[Opening ENTRIES SUPPLIED section]

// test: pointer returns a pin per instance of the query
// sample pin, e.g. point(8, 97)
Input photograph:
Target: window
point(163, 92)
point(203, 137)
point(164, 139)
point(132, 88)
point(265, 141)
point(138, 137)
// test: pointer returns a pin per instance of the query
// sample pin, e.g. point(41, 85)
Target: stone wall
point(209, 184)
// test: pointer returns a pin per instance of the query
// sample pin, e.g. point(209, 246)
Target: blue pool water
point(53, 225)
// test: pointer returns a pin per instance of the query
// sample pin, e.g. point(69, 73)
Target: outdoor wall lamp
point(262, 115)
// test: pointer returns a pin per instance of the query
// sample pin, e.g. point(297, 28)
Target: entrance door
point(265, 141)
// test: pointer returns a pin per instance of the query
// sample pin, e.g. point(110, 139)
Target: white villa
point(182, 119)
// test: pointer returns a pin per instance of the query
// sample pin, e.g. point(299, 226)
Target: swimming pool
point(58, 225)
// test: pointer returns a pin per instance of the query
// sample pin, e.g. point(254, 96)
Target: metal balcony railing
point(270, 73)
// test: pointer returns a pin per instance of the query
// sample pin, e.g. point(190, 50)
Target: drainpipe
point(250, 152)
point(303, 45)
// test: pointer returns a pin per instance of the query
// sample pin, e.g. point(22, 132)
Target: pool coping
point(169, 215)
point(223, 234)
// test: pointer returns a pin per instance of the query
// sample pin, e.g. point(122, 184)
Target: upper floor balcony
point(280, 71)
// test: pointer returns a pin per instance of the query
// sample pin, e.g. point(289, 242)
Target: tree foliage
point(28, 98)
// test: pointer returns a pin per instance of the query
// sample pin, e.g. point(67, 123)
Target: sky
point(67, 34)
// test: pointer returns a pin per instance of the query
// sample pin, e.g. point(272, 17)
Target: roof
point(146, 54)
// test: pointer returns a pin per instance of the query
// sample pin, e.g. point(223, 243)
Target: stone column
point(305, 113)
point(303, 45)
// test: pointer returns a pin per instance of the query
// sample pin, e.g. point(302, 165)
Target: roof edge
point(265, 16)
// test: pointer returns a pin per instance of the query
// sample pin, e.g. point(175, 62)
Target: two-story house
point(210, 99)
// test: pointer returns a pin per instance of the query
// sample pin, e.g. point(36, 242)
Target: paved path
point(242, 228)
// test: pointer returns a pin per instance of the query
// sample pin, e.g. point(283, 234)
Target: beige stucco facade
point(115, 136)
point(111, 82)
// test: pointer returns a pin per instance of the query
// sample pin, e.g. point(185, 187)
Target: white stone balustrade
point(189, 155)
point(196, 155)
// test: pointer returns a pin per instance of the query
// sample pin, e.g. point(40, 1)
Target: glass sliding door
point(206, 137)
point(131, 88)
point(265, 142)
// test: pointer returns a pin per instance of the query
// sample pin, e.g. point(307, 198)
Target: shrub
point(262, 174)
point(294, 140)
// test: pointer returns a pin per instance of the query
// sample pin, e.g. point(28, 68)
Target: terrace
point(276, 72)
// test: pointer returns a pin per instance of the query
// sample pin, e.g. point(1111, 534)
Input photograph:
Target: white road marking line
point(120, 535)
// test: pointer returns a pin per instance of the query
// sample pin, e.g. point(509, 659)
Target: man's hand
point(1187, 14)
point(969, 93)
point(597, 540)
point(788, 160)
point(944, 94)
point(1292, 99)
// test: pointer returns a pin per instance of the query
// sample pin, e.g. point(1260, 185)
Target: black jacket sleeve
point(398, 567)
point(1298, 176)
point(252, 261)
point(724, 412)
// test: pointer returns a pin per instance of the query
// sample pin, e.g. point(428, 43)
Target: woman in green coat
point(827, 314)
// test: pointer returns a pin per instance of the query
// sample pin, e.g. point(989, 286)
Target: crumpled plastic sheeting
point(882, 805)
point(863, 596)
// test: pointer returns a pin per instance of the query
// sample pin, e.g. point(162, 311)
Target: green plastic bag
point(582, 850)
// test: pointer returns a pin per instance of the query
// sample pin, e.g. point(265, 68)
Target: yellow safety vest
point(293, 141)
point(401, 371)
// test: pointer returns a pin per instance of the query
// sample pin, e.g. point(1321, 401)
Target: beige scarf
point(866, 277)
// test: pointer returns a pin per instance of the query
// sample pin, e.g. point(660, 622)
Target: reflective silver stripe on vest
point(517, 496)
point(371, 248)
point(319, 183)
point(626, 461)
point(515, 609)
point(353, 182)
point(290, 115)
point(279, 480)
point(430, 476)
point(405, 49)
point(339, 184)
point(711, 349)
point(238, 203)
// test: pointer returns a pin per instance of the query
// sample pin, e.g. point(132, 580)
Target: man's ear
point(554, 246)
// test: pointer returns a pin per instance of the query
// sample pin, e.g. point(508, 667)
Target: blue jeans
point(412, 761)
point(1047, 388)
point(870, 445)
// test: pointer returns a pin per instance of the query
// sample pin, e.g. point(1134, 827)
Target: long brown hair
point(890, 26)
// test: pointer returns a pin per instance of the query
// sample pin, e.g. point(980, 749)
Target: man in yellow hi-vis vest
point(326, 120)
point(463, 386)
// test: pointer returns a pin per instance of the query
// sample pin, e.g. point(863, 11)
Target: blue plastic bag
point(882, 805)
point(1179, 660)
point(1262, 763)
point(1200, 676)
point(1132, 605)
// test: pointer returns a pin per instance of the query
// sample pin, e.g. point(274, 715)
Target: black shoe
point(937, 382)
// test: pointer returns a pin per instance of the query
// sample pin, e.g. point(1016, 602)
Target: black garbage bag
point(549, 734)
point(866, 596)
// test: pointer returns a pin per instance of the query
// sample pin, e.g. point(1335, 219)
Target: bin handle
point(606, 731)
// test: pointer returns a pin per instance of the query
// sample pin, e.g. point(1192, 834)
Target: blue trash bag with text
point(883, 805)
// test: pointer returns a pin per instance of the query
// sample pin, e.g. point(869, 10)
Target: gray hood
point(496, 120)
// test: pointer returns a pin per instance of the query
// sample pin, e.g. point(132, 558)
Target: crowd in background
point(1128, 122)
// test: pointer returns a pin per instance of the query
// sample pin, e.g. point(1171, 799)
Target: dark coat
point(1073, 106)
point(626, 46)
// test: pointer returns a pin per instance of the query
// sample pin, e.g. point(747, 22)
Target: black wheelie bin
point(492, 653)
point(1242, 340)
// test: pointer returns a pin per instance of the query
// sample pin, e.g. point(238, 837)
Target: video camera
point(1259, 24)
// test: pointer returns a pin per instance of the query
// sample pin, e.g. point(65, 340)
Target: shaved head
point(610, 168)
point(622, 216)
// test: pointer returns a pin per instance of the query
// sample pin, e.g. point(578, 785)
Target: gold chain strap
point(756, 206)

[Closing ENTRIES SUPPLIED section]

TASK
When you answer, return the records above exactly as they stand.

SOLUTION BELOW
// test: pointer returns a pin per instance of the query
// sample pin, e.g. point(8, 97)
Input photograph:
Target: window
point(163, 92)
point(203, 137)
point(164, 139)
point(132, 88)
point(265, 141)
point(138, 137)
// test: pointer returns a pin per instance of the query
// sample pin, e.g. point(41, 85)
Target: stone wall
point(209, 184)
// test: pointer returns a pin per instance of the query
// sample pin, e.g. point(209, 246)
Target: blue pool water
point(53, 225)
// test: pointer returns a pin per instance of the query
// sample pin, e.g. point(69, 73)
Target: outdoor wall lamp
point(262, 115)
// test: pointer returns a pin per instance of the query
// sample pin, e.g. point(297, 28)
Target: entrance door
point(265, 141)
// test: pointer returns a pin per instance of the query
// sample pin, e.g. point(110, 139)
Target: white villa
point(182, 119)
// test: pointer returns a pin per instance of the query
// sample pin, e.g. point(299, 226)
Target: swimming pool
point(58, 225)
// test: pointer returns a pin per instance of the query
// sample pin, e.g. point(254, 96)
Target: metal balcony railing
point(270, 73)
// test: pointer returns a pin per instance of the query
// sample pin, e.g. point(190, 50)
Target: drainpipe
point(250, 152)
point(303, 45)
// test: pointer returns a pin per instance of the query
// sample pin, e.g. point(22, 132)
Target: pool coping
point(169, 215)
point(223, 234)
// test: pointer returns a pin per instance of the query
// sample pin, e.g. point(122, 184)
Target: upper floor balcony
point(280, 71)
// test: pointer returns a pin per instance of the query
// sample pin, e.g. point(289, 242)
Target: tree foliage
point(28, 98)
// test: pointer returns a pin per instance of the query
// sample pin, e.g. point(67, 123)
Target: sky
point(67, 34)
// test: pointer returns a pin per instance of the query
// sample pin, e.g. point(272, 17)
Target: roof
point(146, 54)
// test: pointer returns a pin per instance of the query
// sample pin, e.g. point(223, 243)
Target: stone column
point(305, 113)
point(303, 45)
// test: pointer returns a pin per instance of the query
// sample pin, e.g. point(302, 165)
Target: roof edge
point(265, 16)
// test: pointer returns a pin per instance of the query
// sample pin, e.g. point(175, 62)
Target: two-story house
point(210, 99)
// test: pointer returns a pin per instance of the query
// sample pin, e.g. point(36, 242)
Target: paved path
point(242, 228)
// test: pointer returns a pin per instance of the query
// sample pin, e.g. point(283, 234)
Target: beige stucco facade
point(115, 136)
point(111, 82)
// test: pointer returns a pin per instance of the query
// sample pin, e.g. point(185, 187)
Target: white stone balustrade
point(189, 155)
point(196, 155)
// test: pointer returns a pin per instance of the query
// sample pin, e.g. point(40, 1)
Target: glass sliding door
point(206, 137)
point(131, 88)
point(265, 142)
// test: pointer returns a pin per instance of the query
// sample pin, e.g. point(307, 198)
Target: shrub
point(262, 174)
point(294, 140)
// test: pointer returns a pin per instance of the query
// sample pin, e.g. point(28, 68)
Target: terrace
point(276, 72)
// test: pointer returns a pin per instance of the query
// sample pin, e.g. point(1111, 534)
Input photograph:
Target: white road marking line
point(120, 535)
// test: pointer returns a pin per instance of the query
// sample pin, e.g. point(509, 659)
Target: man's hand
point(1187, 14)
point(969, 93)
point(597, 540)
point(788, 160)
point(944, 94)
point(1292, 99)
// test: pointer returns a pin per instance of the query
// sample pin, e.g. point(1260, 185)
Target: black jacket sleeve
point(398, 567)
point(1298, 176)
point(252, 261)
point(724, 412)
// test: pointer returns a pin per instance of the query
// sample pin, e.g. point(428, 43)
Target: woman in green coat
point(827, 314)
// test: pointer returns a pin per instance of the query
// sample pin, e.g. point(989, 286)
Target: crumpled plastic sheeting
point(882, 805)
point(863, 596)
// test: pointer returns a pin per instance of the query
// sample pin, e.g. point(162, 311)
Target: green plastic bag
point(582, 850)
// test: pointer returns a pin per instance of the query
// sample pin, e.g. point(265, 68)
Target: yellow safety vest
point(293, 141)
point(401, 371)
// test: pointer returns a pin per instance of the query
// sample pin, e.g. point(1321, 401)
Target: beige scarf
point(866, 277)
// test: pointer returns a pin per instance of the query
// sample pin, e.g. point(660, 622)
Target: reflective silver stripe on vest
point(517, 496)
point(371, 248)
point(319, 183)
point(626, 461)
point(515, 609)
point(353, 182)
point(290, 115)
point(279, 480)
point(430, 476)
point(405, 49)
point(339, 184)
point(711, 349)
point(238, 203)
// test: pointer returns a pin per instance of the query
// sample pin, e.g. point(132, 580)
Target: man's ear
point(554, 246)
// test: pointer returns a pin per instance of the query
// sample pin, e.g. point(508, 667)
Target: blue jeans
point(412, 761)
point(1047, 388)
point(870, 445)
// test: pointer returns a pin per instance of the query
// sample pin, e.g. point(1134, 827)
Target: long brown hair
point(890, 26)
// test: pointer returns a pin per instance of the query
// sample pin, e.g. point(980, 749)
Target: man in yellow hi-vis vest
point(326, 120)
point(463, 386)
// test: pointer returns a pin per instance of the query
// sample pin, e.g. point(863, 11)
Target: blue plastic bag
point(882, 805)
point(1179, 660)
point(1262, 763)
point(1200, 676)
point(1132, 605)
// test: pointer returns a pin per instance of the query
// sample pin, e.g. point(274, 715)
Target: black shoe
point(937, 382)
// test: pointer returns a pin per instance of the query
// sample pin, e.g. point(1016, 602)
Target: black garbage bag
point(549, 734)
point(866, 596)
// test: pointer returns a pin per instance of the query
// sample pin, e.g. point(1335, 219)
Target: bin handle
point(606, 731)
// test: pointer returns a pin per instance of the query
// sample pin, e.g. point(1192, 834)
Target: blue trash bag with text
point(883, 805)
// test: pointer returns a pin per instance of the query
// sample pin, e.g. point(869, 10)
Target: gray hood
point(496, 120)
// test: pointer returns a pin per instance of the query
// sample pin, e.g. point(132, 558)
Target: crowd in background
point(1128, 122)
// test: pointer returns a pin per instance of the query
// sample pin, e.g. point(1171, 799)
Target: dark coat
point(1073, 106)
point(626, 46)
// test: pointer returns a pin per instance of the query
// sample pin, e.g. point(747, 22)
Target: black wheelie bin
point(492, 653)
point(1242, 340)
// test: pointer returns a pin per instance of the query
// sample pin, e.g. point(238, 837)
Target: video camera
point(1259, 24)
// test: pointer returns a pin per instance of the query
// sample pin, e.g. point(65, 340)
Target: shaved head
point(610, 168)
point(622, 216)
// test: pointer returns a pin per instance of the query
// sample pin, e.g. point(578, 785)
Target: gold chain strap
point(756, 206)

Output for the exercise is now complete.